> Required actions
1. List every year mentioned in the text on the CF newborn screening trial.
2. In the text on the CF newborn screening trial, rewrite the part between "The discovery in" and "the control group.", inclusive, swapping "babies" for "infants".
3. Answer these from the text on the CF newborn screening trial:
(a) How many babies had been screened when enrollment in the RCT was completed in 1994?
(b) By when was the control group fully identified?
(c) In which two cities were the screening sites that Laxova monitored?

---------- Document segment

The discovery in 1989 of the gene mutation responsible for CF allowed the study to upgrade its screening method in 1991 to a two-tiered process: the IRT assay followed by DNA testing for the most common CF mutation, F508del. Sensitivity and accuracy were greatly improved. Laxova coordinated the tests between the Wisconsin State Laboratory of Hygiene, where all newborn blood spot screening tests were performed, and a geneticist at the Waisman Center. Standard sweat tests were conducted to confirm the diagnosis. In 1994, enrollment in the RCT was completed: 657,630 babies had been screened through the RCT’s randomized design. Preliminary data indicated that the early diagnosis or screened group had improved nutrition compared to the control group.

In 1997, with more robust data analyses, “Our data monitoring board recommended expedited unblinding of the control group because the screened group was maintaining their improved nutritional status into childhood,” Laxova explained. “The control group was fully identified by the spring of 1998. Benefits in nutritional status through early diagnosis were becoming apparent.”

From the beginning, Laxova’s responsibilities covered every area of the RCT. Administrative tasks included monitoring the two screening sites in Madison and Milwaukee, coordinating communications, and arranging meetings of the external Data and Safety Monitoring Board. Her technical and laboratory responsibilities included managing data, training staff in lab procedures and biochemical assays, managing the large specimen bank, and supervising the laboratory budget, among many other tasks. Academic responsibilities saw Laxova analyzing data, communicating with physicians and families, writing grant applications to the NIH, and co-authoring abstracts for national and international meetings and manuscripts for peer reviewed journals, to name but a few.

--------------------
---------- Data for analysis

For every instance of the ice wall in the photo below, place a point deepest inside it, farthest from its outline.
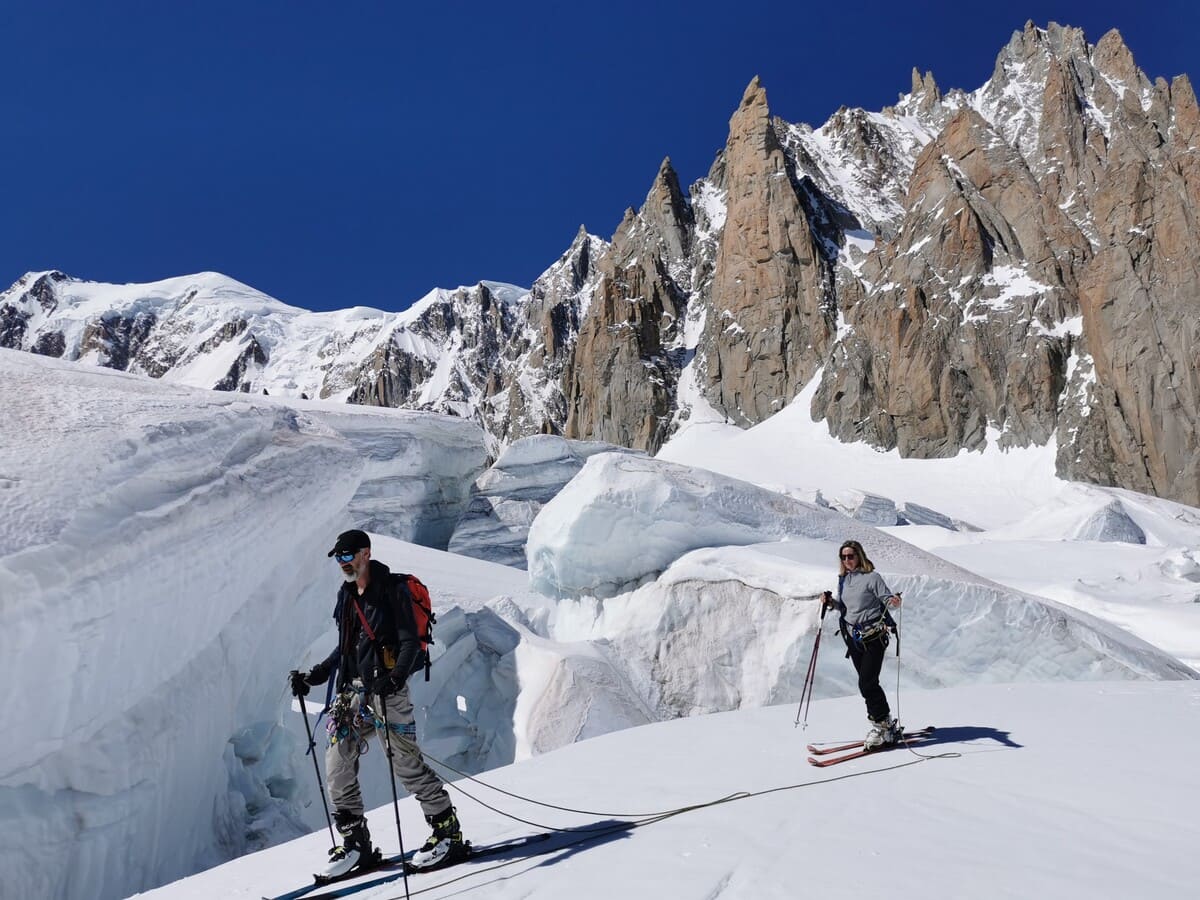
(418, 468)
(162, 555)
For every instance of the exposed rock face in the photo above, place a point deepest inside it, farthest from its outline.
(1014, 264)
(621, 382)
(771, 309)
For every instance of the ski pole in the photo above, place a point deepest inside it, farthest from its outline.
(391, 773)
(312, 750)
(899, 624)
(807, 691)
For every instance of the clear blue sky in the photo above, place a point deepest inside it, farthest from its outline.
(334, 154)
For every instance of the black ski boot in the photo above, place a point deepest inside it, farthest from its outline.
(445, 846)
(355, 855)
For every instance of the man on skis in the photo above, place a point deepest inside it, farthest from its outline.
(378, 647)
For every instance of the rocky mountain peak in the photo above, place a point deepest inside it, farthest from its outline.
(1014, 263)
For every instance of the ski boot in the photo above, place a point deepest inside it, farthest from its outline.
(882, 733)
(355, 855)
(445, 846)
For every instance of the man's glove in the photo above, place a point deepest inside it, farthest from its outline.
(299, 684)
(385, 684)
(318, 673)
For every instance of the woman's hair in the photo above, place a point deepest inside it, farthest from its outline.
(864, 562)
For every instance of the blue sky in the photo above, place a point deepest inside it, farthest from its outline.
(334, 154)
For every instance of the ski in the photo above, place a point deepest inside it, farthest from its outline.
(855, 744)
(921, 741)
(349, 889)
(474, 852)
(319, 882)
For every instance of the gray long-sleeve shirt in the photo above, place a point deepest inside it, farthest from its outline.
(863, 595)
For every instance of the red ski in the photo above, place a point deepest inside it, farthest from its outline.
(855, 744)
(909, 737)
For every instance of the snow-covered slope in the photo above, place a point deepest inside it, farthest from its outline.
(161, 559)
(166, 551)
(1026, 791)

--------------------

> Answers to the exercise
1. 1989, 1991, 1994, 1997, 1998

2.
The discovery in 1989 of the gene mutation responsible for CF allowed the study to upgrade its screening method in 1991 to a two-tiered process: the IRT assay followed by DNA testing for the most common CF mutation, F508del. Sensitivity and accuracy were greatly improved. Laxova coordinated the tests between the Wisconsin State Laboratory of Hygiene, where all newborn blood spot screening tests were performed, and a geneticist at the Waisman Center. Standard sweat tests were conducted to confirm the diagnosis. In 1994, enrollment in the RCT was completed: 657,630 infants had been screened through the RCT’s randomized design. Preliminary data indicated that the early diagnosis or screened group had improved nutrition compared to the control group.

3.
(a) 657,630
(b) The spring of 1998
(c) Madison and Milwaukee